• **What to work on**
Every entry must be given again exactly. Include no pictures.

[Start of Attachment]

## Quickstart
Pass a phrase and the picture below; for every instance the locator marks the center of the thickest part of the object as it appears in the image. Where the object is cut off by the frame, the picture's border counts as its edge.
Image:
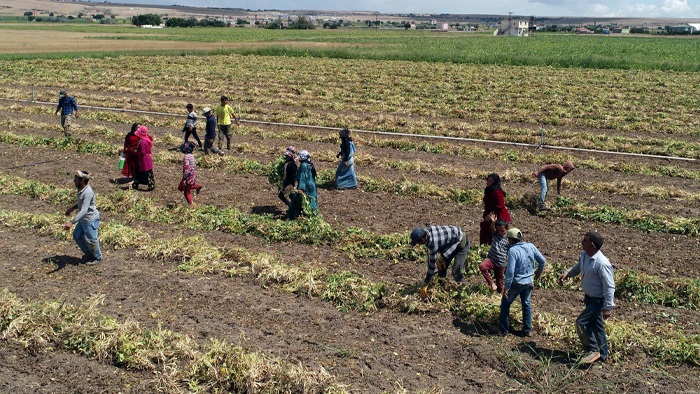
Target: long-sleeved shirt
(441, 239)
(553, 171)
(224, 113)
(189, 166)
(211, 127)
(521, 264)
(498, 253)
(596, 277)
(191, 120)
(290, 173)
(67, 105)
(87, 210)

[End of Attachment]

• **Expected answer**
## Quickstart
Pass a phrase and the picture below; for every instance the locator marks the center of the thickest part of the object as it appears in the image. Where the object is cut off by the frame, the picture's border counts as its edge.
Image:
Target: long-sleeved shirt
(441, 239)
(553, 171)
(224, 113)
(189, 166)
(211, 127)
(521, 264)
(498, 253)
(596, 277)
(191, 120)
(290, 173)
(67, 105)
(87, 210)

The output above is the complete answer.